§ **Your task**
Reproduce the data below with every "transparent wing" renamed to "clear wing" and all other text left as is. Leave the pictures out.

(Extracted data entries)
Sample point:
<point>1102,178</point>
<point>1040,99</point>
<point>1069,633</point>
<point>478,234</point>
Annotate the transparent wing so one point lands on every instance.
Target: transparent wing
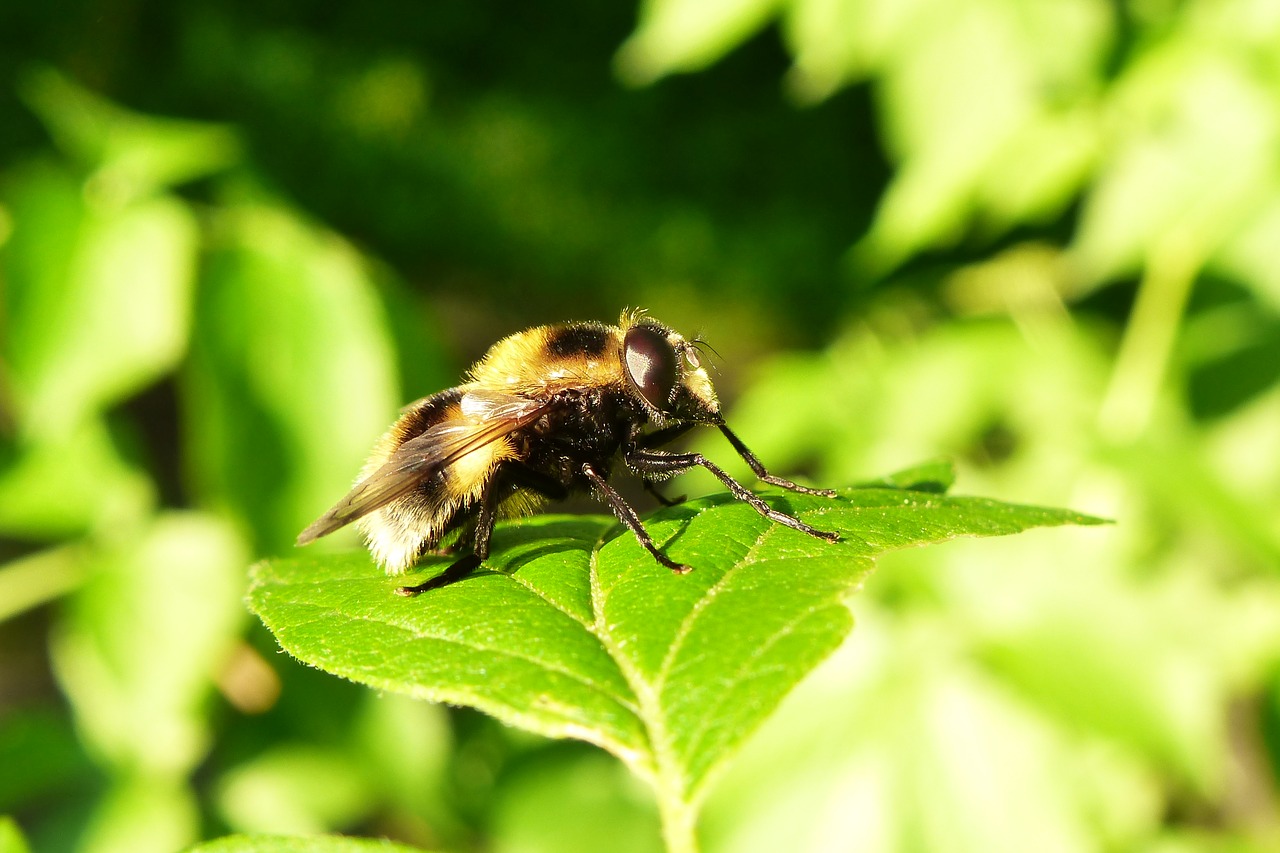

§ **Answer to the task**
Sample point:
<point>1102,178</point>
<point>1040,99</point>
<point>1069,633</point>
<point>478,234</point>
Annotate the clear wing so one point lands on every instance.
Target: clear wing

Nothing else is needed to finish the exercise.